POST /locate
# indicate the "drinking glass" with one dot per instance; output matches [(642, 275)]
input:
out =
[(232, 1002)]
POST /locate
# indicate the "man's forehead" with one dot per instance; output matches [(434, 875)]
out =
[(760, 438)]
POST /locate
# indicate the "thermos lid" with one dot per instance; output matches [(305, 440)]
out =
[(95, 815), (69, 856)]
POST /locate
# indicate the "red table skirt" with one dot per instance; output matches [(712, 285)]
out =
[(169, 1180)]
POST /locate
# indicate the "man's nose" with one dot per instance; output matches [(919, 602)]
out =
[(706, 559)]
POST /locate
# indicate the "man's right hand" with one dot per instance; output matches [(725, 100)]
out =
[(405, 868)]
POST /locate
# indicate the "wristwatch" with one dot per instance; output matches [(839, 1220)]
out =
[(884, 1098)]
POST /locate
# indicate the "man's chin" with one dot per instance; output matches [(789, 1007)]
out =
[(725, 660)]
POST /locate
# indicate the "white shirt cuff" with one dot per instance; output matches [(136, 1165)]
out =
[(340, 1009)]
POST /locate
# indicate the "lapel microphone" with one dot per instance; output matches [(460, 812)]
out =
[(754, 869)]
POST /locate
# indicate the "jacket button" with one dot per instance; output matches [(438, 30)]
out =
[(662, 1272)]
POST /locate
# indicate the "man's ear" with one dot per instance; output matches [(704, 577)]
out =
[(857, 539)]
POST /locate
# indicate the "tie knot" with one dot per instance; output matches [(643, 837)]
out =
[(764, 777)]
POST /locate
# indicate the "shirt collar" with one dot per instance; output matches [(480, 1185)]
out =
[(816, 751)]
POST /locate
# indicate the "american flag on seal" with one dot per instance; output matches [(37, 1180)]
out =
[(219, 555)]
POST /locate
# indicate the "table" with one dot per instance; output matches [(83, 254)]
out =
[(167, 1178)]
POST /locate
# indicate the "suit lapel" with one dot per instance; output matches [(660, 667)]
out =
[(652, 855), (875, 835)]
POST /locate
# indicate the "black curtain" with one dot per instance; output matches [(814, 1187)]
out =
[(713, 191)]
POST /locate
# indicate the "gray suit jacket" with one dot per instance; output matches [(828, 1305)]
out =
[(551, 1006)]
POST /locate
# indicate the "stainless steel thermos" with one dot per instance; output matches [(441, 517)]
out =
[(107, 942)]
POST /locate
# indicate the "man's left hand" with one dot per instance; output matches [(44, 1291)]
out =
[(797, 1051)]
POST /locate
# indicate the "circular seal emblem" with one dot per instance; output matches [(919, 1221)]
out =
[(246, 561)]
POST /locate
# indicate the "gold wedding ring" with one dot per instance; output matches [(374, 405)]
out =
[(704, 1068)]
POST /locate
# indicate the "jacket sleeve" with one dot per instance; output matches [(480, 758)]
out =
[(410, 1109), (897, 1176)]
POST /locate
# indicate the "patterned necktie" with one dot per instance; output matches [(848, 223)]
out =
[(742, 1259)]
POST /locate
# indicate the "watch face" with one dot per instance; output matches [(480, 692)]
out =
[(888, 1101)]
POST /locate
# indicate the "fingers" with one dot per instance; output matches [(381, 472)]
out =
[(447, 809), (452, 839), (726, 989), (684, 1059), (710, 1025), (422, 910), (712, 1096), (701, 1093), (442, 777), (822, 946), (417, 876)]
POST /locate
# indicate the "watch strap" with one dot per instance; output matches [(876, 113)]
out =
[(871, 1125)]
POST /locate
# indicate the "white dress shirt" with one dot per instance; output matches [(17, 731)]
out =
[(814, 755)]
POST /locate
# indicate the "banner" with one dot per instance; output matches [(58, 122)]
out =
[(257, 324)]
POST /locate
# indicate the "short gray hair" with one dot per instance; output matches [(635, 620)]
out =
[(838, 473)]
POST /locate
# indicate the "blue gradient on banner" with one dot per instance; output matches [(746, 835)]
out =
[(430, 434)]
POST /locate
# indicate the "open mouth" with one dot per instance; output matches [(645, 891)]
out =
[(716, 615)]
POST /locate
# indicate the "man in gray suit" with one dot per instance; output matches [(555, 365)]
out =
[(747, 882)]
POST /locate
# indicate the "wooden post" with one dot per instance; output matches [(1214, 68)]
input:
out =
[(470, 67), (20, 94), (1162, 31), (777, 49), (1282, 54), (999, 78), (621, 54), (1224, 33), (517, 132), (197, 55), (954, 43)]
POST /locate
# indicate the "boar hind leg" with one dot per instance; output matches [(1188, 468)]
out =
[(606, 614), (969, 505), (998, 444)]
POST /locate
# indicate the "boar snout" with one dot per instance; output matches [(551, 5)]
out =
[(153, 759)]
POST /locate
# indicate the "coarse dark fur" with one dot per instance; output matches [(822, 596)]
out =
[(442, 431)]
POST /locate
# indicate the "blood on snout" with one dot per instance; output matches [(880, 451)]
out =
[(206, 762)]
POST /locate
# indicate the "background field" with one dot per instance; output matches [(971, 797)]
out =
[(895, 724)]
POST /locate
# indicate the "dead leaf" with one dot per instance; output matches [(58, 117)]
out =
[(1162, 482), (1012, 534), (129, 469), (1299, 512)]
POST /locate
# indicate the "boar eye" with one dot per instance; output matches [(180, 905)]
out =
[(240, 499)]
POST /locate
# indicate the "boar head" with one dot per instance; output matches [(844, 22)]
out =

_ _ _

• Objective
Reproduce all of the items above verbatim, line for line, without altering anything.

• Written response
POST /locate
# indicate the "drinking glass" with one dot per instance; output matches [(642, 275)]
input:
out =
[(232, 1002)]
POST /locate
# indicate the "man's forehead" with one dot per instance; output matches [(434, 875)]
out =
[(760, 438)]
POST /locate
# indicate the "thermos lid" with one dot per instance; output matches [(305, 440)]
out =
[(95, 815), (69, 856)]
POST /locate
# indicate the "red table skirt" with one dot per instance; output matches [(712, 285)]
out =
[(169, 1180)]
POST /locate
# indicate the "man's nose" with one dot per instance; output matches [(919, 602)]
out =
[(706, 559)]
POST /locate
# indicate the "man's right hand" with one dot per instance; output matches [(725, 100)]
out =
[(405, 868)]
POST /locate
# indicate the "wristwatch" with one dot per instance; output matches [(839, 1220)]
out =
[(884, 1098)]
POST /locate
# indicate the "man's chin" with one dot per instance; output matches [(789, 1007)]
out =
[(725, 660)]
POST /locate
# indicate the "white shirt cuff" with one dot per instance; output matches [(136, 1165)]
out =
[(340, 1009)]
POST /locate
# indicate the "lapel microphone" with one dot per instance; output matches [(460, 812)]
out =
[(754, 869)]
POST /locate
# indicate the "jacket button" with one dot per instance; output matches [(438, 30)]
out =
[(662, 1272)]
POST /locate
# indicate the "man's ear" with one dot per instance; output matches [(704, 577)]
out =
[(857, 539)]
POST /locate
# indicate the "tie knot" with one dot per instance; output matches [(643, 837)]
out =
[(764, 777)]
POST /locate
# indicate the "shirt collar" with one dot per instance; output matches [(480, 1185)]
out =
[(816, 751)]
POST /locate
# indicate the "american flag on seal" with one dot per instance; output matches [(37, 1180)]
out =
[(219, 555)]
POST /locate
# indicate the "table" with one dot per instance; output matches [(83, 254)]
out =
[(167, 1178)]
POST /locate
# indicate the "suit lapel" with one dot per instance; output matches [(660, 667)]
out =
[(652, 855), (875, 835)]
POST /locate
# indicate the "black curtain" with one dot per instance; output matches [(814, 1187)]
out =
[(713, 191)]
POST /locate
# indicate the "gray suit jacket" with one dot per instance; output matches [(828, 1305)]
out =
[(551, 1006)]
POST /locate
# indicate the "stainless steel thermos" with one dot per instance; output matches [(441, 517)]
out =
[(107, 942)]
POST /locate
# indicate the "man's left hand" with one dot per instance; output matches [(44, 1291)]
out =
[(797, 1051)]
POST /locate
# indicate the "circular seal emblem" with one dot per instance; output matches [(919, 1221)]
out =
[(246, 561)]
POST /locate
# indicate the "gold wedding ring" with one dot per instance; output matches [(374, 405)]
out =
[(704, 1068)]
POST /locate
# indicate the "jacket sleeve" with one dot per instance; output matches [(480, 758)]
out =
[(410, 1109), (897, 1176)]
POST /locate
# indicate the "patterned necktie" with one dot per instance; output matches [(848, 223)]
out =
[(742, 1259)]
POST /locate
# indicate the "watch face" with one dot per instance; output matches [(480, 692)]
out =
[(888, 1101)]
POST /locate
# indicate the "fingers" with one dot per instance; output matches [(381, 472)]
out =
[(447, 809), (452, 839), (726, 989), (684, 1059), (710, 1025), (422, 910), (712, 1096), (701, 1093), (442, 777), (822, 946), (417, 876)]
POST /locate
# indicate the "watch strap" with one dot per instance; output matches [(876, 113)]
out =
[(871, 1125)]
POST /locate
# indicate the "white dress shirt" with one dot per instance; output matches [(17, 731)]
out =
[(814, 755)]
POST /locate
# indicate the "banner" with one dot per instance; output matches [(58, 122)]
out =
[(257, 324)]
POST /locate
# indicate the "short gray hair" with one dot per instance; output matches [(635, 620)]
out =
[(838, 473)]
POST /locate
# indicate the "blue gradient on banner" with one dot per instance; output matches [(746, 835)]
out =
[(430, 434)]
POST /locate
# indicate the "open mouth" with one dot per instance; output matches [(645, 891)]
out =
[(716, 615)]
POST /locate
# indicate the "man in gray suit" with one dot per instance; output matches [(555, 365)]
out =
[(747, 882)]
POST /locate
# indicate the "wooden post" with one dot per instance; output matches [(1214, 68)]
input:
out =
[(470, 67), (20, 94), (1162, 31), (777, 49), (1282, 54), (999, 78), (621, 54), (1224, 33), (517, 132), (197, 55), (954, 43)]
POST /locate
# indicate the "boar hind leg" with one dot per instance; output matches [(1188, 468)]
out =
[(606, 614), (969, 505), (998, 444)]
POST /locate
# indicate the "boar snout" with one dot per instance; output matches [(551, 5)]
out =
[(153, 759)]
POST /locate
# indicate the "coarse dark fur" with one dot per instance; output matches [(822, 596)]
out =
[(442, 431)]
POST /locate
# indicate the "blood on snout" with one dot per instance; output matches [(880, 451)]
out =
[(206, 762)]
POST /locate
# indicate the "background field" with one dot per instance; output matches [(971, 797)]
out =
[(895, 724)]
POST /locate
# indicate the "dead leaf" with one dot per instance; output matches [(58, 117)]
out =
[(1162, 482), (1012, 534), (129, 469), (1299, 512)]
POST /locate
# indicate the "boar eye" with one dot per instance; output matches [(180, 905)]
out =
[(240, 499)]
POST /locate
# indicate the "boar head" with one dot per instance; output matches [(844, 22)]
out =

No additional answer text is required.